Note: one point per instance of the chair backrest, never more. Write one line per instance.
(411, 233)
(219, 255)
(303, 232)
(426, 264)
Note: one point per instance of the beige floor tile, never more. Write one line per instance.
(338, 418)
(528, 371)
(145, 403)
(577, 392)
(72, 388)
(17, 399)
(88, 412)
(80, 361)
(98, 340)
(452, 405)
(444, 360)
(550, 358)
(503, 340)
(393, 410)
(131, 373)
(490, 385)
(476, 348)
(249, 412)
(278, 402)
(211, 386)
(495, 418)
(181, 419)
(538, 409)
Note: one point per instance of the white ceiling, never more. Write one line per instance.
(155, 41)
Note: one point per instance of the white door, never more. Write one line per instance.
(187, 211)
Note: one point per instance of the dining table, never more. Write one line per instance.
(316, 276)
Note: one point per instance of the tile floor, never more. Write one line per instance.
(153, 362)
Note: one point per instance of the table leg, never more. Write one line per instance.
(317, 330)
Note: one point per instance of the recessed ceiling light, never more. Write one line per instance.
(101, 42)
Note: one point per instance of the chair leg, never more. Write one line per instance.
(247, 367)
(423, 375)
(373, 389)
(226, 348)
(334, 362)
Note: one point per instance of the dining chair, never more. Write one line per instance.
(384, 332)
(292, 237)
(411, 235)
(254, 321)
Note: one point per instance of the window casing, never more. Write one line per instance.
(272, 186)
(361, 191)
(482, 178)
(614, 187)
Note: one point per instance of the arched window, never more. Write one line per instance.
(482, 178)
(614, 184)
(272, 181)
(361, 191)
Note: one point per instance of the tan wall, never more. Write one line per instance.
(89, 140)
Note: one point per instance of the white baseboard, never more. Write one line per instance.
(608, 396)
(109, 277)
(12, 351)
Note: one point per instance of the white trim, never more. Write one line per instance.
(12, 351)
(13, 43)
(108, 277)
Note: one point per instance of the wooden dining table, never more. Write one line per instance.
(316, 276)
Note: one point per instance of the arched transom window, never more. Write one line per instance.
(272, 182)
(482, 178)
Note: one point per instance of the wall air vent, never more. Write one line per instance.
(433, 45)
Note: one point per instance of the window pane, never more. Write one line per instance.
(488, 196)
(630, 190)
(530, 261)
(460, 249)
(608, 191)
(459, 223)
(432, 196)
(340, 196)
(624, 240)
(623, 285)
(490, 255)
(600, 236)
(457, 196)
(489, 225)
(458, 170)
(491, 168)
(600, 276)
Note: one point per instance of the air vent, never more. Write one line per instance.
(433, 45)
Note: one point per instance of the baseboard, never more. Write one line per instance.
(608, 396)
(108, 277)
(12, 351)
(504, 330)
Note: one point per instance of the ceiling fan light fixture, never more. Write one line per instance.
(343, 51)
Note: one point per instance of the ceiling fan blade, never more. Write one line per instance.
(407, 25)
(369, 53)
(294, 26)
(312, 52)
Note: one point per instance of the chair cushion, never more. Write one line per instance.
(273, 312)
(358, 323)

> **Your goal**
Everything in the material should be repeated exactly as written.

> **Output of the exercise**
Note: one point per instance of the chair backrest, never more. Write one line per instance.
(411, 233)
(219, 255)
(303, 232)
(426, 264)
Note: one point per instance of the beige floor tile, never more. Write one line per instance.
(338, 418)
(528, 371)
(145, 403)
(577, 392)
(72, 388)
(17, 399)
(88, 412)
(80, 361)
(98, 340)
(452, 405)
(444, 360)
(550, 358)
(503, 340)
(393, 410)
(131, 373)
(490, 385)
(476, 348)
(249, 412)
(278, 402)
(211, 386)
(495, 418)
(181, 419)
(538, 409)
Note: one point per instance of the white ceiling, never more. Write one line per instance.
(155, 41)
Note: one point per instance of the white door, never more. Write one line per instance.
(187, 211)
Note: one point per instance of the dining table, never more. Write one line per instance.
(316, 276)
Note: one point per instance of the tile floor, never more. Write one line per instance.
(153, 362)
Note: one point per instance of the table leg, never more. Write one line per instance.
(317, 330)
Note: one point per instance of the recessed ceiling light, never more. Write one line per instance.
(101, 42)
Note: one point per instance of the chair leg, never more. Write one line per instance.
(247, 367)
(423, 375)
(373, 389)
(226, 348)
(334, 362)
Note: one point per instance of the dining chair, never more. Write one line per instance.
(384, 332)
(292, 237)
(411, 235)
(254, 321)
Note: one point per instance of the window casing, never more. Write one line per instance.
(272, 186)
(361, 191)
(482, 178)
(614, 187)
Note: one point per instance of the arched window, never more. Write one line per instance.
(482, 178)
(614, 184)
(272, 181)
(361, 191)
Note: one point per instance of the tan wall, never more. Write one line per instance.
(89, 140)
Note: one point per instance of the white baseboard, never more. Write one line per instance.
(608, 396)
(109, 277)
(12, 351)
Note: one point per instance of the white trim, never more. Write one line per instance.
(12, 351)
(13, 43)
(108, 277)
Note: one point per instance of the wooden dining table, never more. Write one line per instance.
(316, 276)
Note: one point per instance of the arched transom window, never more. Write one line per instance.
(272, 182)
(482, 178)
Note: one point per instance of the wall air vent, never more. Write one line per instance.
(433, 45)
Note: one point per instance of the window pane, never more. Write one line per instance.
(488, 196)
(630, 190)
(530, 261)
(460, 249)
(608, 191)
(459, 223)
(432, 196)
(340, 196)
(624, 240)
(623, 285)
(490, 255)
(600, 236)
(457, 196)
(489, 225)
(458, 170)
(491, 168)
(600, 276)
Note: one point per instance of the air vent, never more. Write one line per instance.
(433, 45)
Note: one point per instance of the baseboard, never more. Write one line per instance.
(608, 396)
(108, 277)
(12, 351)
(504, 330)
Note: one point per instance of the ceiling fan light fixture, never more. Write one line per instance.
(343, 51)
Note: one point per instance of the ceiling fan blade, never more. Write one line per instance.
(407, 25)
(369, 53)
(294, 26)
(312, 52)
Note: one point per instance of the chair cushion, never more. Write one line per instance.
(273, 312)
(358, 323)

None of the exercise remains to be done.